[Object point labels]
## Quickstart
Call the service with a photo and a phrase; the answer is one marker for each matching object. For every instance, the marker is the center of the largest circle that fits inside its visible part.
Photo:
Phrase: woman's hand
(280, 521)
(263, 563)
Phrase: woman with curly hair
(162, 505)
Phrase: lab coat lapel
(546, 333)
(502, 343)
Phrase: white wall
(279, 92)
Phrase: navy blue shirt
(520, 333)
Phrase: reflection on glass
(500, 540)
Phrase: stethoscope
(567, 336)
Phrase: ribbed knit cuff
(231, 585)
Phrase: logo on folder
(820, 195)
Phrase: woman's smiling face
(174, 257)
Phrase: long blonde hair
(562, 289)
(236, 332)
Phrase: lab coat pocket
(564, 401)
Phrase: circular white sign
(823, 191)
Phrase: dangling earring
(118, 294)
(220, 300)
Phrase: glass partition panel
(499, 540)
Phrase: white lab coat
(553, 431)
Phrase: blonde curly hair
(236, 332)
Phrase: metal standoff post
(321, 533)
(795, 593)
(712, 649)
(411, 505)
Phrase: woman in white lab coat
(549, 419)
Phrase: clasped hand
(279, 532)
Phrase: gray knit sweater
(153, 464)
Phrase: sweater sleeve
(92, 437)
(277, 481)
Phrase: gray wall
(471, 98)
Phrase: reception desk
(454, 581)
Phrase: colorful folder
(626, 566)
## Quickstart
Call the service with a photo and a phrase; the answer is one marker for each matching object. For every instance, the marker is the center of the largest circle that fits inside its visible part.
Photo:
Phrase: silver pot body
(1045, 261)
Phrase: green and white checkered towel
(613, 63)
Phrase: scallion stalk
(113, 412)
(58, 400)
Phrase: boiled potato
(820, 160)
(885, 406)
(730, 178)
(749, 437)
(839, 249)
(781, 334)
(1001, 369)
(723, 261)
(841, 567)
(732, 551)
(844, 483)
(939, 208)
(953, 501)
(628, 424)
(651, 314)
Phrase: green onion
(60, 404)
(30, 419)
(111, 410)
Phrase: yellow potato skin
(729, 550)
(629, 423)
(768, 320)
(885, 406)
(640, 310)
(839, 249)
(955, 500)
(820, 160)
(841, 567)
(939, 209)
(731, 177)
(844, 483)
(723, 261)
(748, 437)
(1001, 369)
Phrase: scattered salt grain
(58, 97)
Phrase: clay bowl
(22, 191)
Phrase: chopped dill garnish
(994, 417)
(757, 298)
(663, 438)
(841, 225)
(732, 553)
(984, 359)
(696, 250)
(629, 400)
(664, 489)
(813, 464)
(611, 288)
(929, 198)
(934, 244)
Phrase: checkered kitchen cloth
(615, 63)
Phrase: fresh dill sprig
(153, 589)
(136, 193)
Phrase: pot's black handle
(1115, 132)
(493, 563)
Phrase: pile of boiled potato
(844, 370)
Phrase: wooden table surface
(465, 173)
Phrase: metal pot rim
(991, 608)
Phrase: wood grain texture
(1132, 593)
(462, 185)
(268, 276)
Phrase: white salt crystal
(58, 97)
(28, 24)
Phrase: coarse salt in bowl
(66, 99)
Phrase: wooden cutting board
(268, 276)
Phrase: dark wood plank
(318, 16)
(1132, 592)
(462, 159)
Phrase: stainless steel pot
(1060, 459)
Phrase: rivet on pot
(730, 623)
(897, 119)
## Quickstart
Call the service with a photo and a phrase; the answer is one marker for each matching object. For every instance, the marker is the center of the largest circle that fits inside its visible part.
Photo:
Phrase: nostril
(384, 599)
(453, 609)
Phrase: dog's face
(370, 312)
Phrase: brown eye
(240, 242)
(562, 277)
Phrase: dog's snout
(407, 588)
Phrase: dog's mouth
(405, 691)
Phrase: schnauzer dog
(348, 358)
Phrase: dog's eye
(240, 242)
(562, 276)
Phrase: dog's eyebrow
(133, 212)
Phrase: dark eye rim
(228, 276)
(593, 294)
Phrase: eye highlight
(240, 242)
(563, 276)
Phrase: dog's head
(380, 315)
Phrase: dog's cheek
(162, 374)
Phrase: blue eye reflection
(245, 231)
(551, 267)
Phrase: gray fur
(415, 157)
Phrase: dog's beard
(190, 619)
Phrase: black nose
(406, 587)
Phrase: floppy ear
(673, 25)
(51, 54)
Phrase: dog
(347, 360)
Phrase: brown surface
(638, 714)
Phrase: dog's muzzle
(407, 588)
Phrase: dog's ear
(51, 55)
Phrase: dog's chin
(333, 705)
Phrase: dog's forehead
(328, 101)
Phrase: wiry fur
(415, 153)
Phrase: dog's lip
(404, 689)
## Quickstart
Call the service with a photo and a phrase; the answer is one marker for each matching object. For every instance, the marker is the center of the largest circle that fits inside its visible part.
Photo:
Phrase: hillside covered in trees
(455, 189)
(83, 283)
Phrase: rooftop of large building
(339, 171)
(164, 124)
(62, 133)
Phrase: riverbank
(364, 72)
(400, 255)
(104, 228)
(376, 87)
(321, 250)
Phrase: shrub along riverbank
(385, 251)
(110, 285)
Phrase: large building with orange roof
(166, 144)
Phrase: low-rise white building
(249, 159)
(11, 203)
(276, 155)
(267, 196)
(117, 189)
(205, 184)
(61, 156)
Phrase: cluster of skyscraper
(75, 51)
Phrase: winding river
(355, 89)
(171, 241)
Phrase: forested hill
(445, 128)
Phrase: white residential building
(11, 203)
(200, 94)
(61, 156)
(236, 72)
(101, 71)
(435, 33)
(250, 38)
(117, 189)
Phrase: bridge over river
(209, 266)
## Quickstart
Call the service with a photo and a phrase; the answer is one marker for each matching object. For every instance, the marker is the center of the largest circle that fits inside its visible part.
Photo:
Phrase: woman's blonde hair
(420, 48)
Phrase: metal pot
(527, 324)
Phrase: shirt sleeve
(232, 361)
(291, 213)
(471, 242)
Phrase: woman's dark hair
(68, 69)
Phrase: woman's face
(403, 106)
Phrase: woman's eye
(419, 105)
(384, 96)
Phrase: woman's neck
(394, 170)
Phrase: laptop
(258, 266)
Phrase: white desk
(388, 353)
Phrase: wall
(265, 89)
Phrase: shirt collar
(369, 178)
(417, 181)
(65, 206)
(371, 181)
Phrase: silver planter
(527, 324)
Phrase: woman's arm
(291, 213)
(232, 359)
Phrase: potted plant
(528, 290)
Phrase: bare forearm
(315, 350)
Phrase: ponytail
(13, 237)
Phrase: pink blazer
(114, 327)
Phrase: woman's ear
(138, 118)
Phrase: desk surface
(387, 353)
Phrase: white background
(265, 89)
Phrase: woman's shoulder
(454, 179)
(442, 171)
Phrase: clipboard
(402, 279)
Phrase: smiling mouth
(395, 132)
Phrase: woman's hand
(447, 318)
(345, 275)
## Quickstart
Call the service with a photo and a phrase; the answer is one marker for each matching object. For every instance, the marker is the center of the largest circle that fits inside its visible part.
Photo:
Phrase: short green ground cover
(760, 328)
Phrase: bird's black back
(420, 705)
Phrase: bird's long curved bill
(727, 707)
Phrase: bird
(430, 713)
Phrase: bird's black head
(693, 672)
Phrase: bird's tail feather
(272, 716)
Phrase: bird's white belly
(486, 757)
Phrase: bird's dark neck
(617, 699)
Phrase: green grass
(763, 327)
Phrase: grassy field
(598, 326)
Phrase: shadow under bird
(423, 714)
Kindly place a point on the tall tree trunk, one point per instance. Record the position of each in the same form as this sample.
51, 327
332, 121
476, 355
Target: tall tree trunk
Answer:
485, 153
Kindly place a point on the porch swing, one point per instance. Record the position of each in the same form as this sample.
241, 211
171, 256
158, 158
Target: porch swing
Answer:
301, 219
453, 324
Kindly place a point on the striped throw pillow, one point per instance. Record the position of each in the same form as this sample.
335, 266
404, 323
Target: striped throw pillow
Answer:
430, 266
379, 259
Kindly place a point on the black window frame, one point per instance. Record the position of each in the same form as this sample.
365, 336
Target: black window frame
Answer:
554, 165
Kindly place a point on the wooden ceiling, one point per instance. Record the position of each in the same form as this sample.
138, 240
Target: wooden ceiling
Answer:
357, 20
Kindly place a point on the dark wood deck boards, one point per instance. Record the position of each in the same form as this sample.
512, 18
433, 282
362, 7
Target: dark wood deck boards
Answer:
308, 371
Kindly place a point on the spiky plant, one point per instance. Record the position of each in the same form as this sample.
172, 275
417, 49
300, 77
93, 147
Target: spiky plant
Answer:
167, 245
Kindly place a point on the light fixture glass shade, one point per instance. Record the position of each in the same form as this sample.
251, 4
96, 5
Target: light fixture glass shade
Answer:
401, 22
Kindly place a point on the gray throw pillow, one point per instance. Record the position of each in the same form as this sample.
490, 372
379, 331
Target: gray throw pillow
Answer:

(TASK DESCRIPTION): Your output consists solely of the lines from the one with "Kindly place a point on the wooden" through the last line, copied exactly.

(COMPLETE ANSWER):
Kindly place a point on the wooden ceiling, one point per instance. Record the position of each in the same form as this sample.
138, 240
Target: wooden ceiling
Answer:
357, 20
Kindly place a point on the dark wood deck boards, one point per instance. Record the position of each in the same form as this sample.
512, 18
433, 282
362, 7
Target: dark wood deck boards
Answer:
308, 371
Kindly place a point on the spiky plant, one point per instance. Record the position of each in the same form as this sample.
172, 275
417, 49
300, 77
93, 147
Target: spiky plant
Answer:
167, 245
Kindly place a point on the light fixture glass shade, one point per instance. Record the position of each in the same form as this sample.
251, 4
96, 5
Target: light fixture glass shade
Answer:
401, 22
Kindly place a point on the gray throw pillow, one point per instance. Record the position of each in the same form as this sample.
490, 372
379, 331
Target: gray throw pillow
Answer:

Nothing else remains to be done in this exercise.